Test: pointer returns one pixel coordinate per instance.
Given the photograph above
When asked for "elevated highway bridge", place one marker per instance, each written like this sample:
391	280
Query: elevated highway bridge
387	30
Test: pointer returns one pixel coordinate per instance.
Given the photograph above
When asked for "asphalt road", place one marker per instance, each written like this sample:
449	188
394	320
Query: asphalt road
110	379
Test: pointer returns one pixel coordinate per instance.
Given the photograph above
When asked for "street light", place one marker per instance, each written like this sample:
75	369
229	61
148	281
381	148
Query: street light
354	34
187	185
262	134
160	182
__________
▶ AIM
Write out the data again, exactly and in full.

▶ ANSWER TO THIS PROBLEM
Test: pointer returns one pixel coordinate per instance.
Given the photograph above
When asked for "elevated highway bridge", place one marker per instance, each written like this sample:
391	280
Query: elevated highway bridge
387	30
Test: pointer returns one pixel coordinate per instance.
Given the photograph above
When asked for "asphalt road", place one marker per instance, each written like this sample:
449	188
394	320
Query: asphalt road
110	379
Test: pointer returns one pixel coordinate per instance.
Given the photograph above
When asked for "street light", place one marker per instance, each written like this sample:
75	369
229	61
148	281
381	148
Query: street light
354	34
187	185
262	134
160	182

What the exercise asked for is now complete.